╔══
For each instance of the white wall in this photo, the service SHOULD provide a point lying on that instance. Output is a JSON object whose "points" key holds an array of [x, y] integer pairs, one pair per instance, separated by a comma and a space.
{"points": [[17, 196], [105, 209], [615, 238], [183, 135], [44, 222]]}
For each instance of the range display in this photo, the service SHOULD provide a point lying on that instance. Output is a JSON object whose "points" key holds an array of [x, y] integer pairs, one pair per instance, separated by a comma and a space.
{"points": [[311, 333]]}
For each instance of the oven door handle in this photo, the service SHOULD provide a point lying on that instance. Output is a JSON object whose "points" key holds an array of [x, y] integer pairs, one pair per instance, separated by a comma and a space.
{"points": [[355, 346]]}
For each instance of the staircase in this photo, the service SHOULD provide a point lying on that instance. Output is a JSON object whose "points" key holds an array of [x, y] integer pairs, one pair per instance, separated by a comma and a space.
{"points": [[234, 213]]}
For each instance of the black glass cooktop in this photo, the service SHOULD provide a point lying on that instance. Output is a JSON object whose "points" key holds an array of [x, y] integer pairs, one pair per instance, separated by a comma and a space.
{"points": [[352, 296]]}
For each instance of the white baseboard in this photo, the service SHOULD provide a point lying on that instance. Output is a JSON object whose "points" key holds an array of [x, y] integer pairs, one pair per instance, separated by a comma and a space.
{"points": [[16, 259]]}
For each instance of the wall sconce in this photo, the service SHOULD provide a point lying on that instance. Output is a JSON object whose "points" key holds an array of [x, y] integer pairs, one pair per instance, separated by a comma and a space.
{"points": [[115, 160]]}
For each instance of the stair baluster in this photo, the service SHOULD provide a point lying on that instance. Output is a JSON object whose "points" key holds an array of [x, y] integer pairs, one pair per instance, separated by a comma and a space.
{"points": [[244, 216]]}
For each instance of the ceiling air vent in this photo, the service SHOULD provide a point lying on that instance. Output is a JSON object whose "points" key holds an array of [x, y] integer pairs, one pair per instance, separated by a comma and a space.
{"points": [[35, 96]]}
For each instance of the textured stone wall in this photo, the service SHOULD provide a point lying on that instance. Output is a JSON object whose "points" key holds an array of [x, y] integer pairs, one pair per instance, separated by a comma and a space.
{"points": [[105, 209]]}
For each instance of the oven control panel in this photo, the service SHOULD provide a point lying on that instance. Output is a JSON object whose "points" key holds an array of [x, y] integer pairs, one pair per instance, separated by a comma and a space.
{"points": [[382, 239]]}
╚══
§ TASK DIRECTIONS
Write out every record, exactly as written.

§ FULL SOLUTION
For each instance of the white wall in this photo, the service SHOULD provide a point lying on that instance. Output is a JSON object whose "points" key holds an array of [x, y] integer pairs, one pair per instance, separated by a comma and a space.
{"points": [[17, 196], [105, 209], [615, 238], [183, 135], [44, 222]]}
For each instance of the range display in this photo, the service SHOULD provide a point lying on that instance. Output is a JSON object whose "points" key holds an array of [x, y] integer pairs, one pair per instance, separated by a comma and a space.
{"points": [[311, 333]]}
For each instance of the oven door handle in this photo, the service SHOULD provide a point lying on that instance. Output is a JSON object whose "points" key holds an array of [x, y] integer pairs, one pair per instance, separated by a comma and a space.
{"points": [[355, 346]]}
For each instance of the staircase in this photo, the service SHOULD provide a point lying on that instance. Output is a JSON object whose "points" key holds an array of [x, y] integer pairs, one pair per instance, separated by a comma and a space.
{"points": [[234, 213]]}
For each instance of the black glass cooktop in this photo, the service SHOULD provide a point lying on that instance. Output is a JSON object whose "points" key holds an array of [x, y] integer pairs, one pair per instance, separated by a comma and a space.
{"points": [[352, 296]]}
For each instance of the white baseboard in this photo, the service SHOULD provide a point lying on that instance. Output is a JSON object whose "points" key holds an array of [x, y] integer pairs, one pair per instance, separated by a comma and a space.
{"points": [[16, 259]]}
For each instance of the wall sconce in this photo, the service SHOULD provide a point lying on that instance. Output is a JSON object whose "points" key holds an array of [x, y] integer pairs, one pair per instance, separated by a comma and a space.
{"points": [[115, 160]]}
For each instance of the stair baluster in this photo, the service SHOULD provide a point lying on that instance. Output is a JSON object whose "points" key holds an array of [x, y] integer pairs, one pair per instance, separated by a comma and a space.
{"points": [[244, 216]]}
For each instance of the ceiling air vent in this photo, the service SHOULD provide a point lying on that instance. Output is a JSON object whose "points" key holds an array of [x, y] integer pairs, one pair per instance, separated by a comma and a space.
{"points": [[35, 96]]}
For each instance of the textured stone wall in this photo, the service SHOULD provide a point lying on that instance. Output is a JSON object whose "points" key holds an array of [x, y] integer pairs, one pair per instance, separated by a comma and a space.
{"points": [[105, 209]]}
For each instance of the oven control panel in this photo, the service SHOULD provide a point lying on that instance. Output is a JSON object whose "points" key holds an array of [x, y] integer pairs, one pair per instance, separated by a comma and a space.
{"points": [[382, 239]]}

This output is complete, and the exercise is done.